STUDY TEXT:
--- START ---

Wednesday 27 June 2018

Hold that Tiger! 23rd June 2018

Two years ago Peter gave me a jar full of caterpillars of the Scarlet Tiger Moth which were present in plague proportions and busily munching their way through various plants in his garden near Oxford. My plan was to attempt to establish a similar colony in my garden at Kingham in northwest Oxfordshire, as in neglected areas of my garden there was plenty of Green Alkanet, the foodplant they favoured in Peter's garden, although generally their favoured food plant is said to be Comfrey-but we  have that in our garden also. 

That year the birds seemed to have eaten all the caterpillars and I could find little evidence of their survival but even so, the next year, I found one Scarlet Tiger Moth in our garden, so maybe some caterpillars had survived to pupate after all.

I thought no more about it and assumed that was the last I would see of Scarlet Tiger Moths anywhere around our garden, so you can imagine my delight when yesterday I found no less than four of this spectacular, attractive and brightly coloured moth in our garden.

Not only that but two were in the process of mating so, after all, I may yet have established a colony in my garden and I can but hope it increases year on year, as it is a delight to encounter such an attractive insect right on my doorstep. 

Scarlet Tiger Moths are not particularly rare but are locally distributed in southern and western counties of England, including Oxfordshire, and in southwest Wales.There are also small scattered populations in northwest England.

They are said to prefer damp places such as fens, marshes and river banks as well as rocky cliffs by the sea but  our garden cannot be described as such and is about as far from the sea as is possible, so they may be more catholic in their tastes than the experts would have us believe. They are distributed throughout most of Europe and the Near East (Turkey and Iran). The adult moth flies in May and June and unlike many other moth species has mouth parts which enable it to feed on nectar. 

They also come in three colour morphs (the images illustrating this blog are of the normal morph) but the other morphs can have all yellow hindwings and body or extended black on the hindwings. A genetic study of the three colour morphs has been conducted at Cothill Fen in Oxfordshire where all three morphs occur

Mating Scarlet Tigers in my garden
I do hope the mating pair are successful and the female lays eggs as I will be delighted if I can provide a safe home for them in what is becoming  an increasingly hostile environment in our countryside for any insect.

Please click on any image to view a larger version

1 comment:

  1. They're gorgeous aren't they? We had one yesterday evening that kept flying in & out of our patio doors. Eventually it settled in the house, so I had to rescue it & put it out again!

--- END ---

ABOUT THIS TASK: Please retype the passage of the Scarlet Tiger Moth post from "They also come" to "it out again!".

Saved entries
--- START ---

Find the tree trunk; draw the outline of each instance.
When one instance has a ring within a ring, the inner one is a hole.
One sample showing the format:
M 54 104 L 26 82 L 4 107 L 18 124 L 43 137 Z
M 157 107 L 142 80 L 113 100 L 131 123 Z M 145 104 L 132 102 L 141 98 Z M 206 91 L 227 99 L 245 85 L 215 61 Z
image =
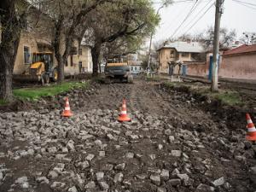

--- END ---

OUTPUT FOR THIS TASK:
They also come in three colour morphs (the images illustrating this blog are of the normal morph) but the other morphs can have all yellow hindwings and body or extended black on the hindwings. A genetic study of the three colour morphs has been conducted at Cothill Fen in Oxfordshire where all three morphs occur

Mating Scarlet Tigers in my garden
I do hope the mating pair are successful and the female lays eggs as I will be delighted if I can provide a safe home for them in what is becoming  an increasingly hostile environment in our countryside for any insect.

Please click on any image to view a larger version

1 comment:

  1. They're gorgeous aren't they? We had one yesterday evening that kept flying in & out of our patio doors. Eventually it settled in the house, so I had to rescue it & put it out again!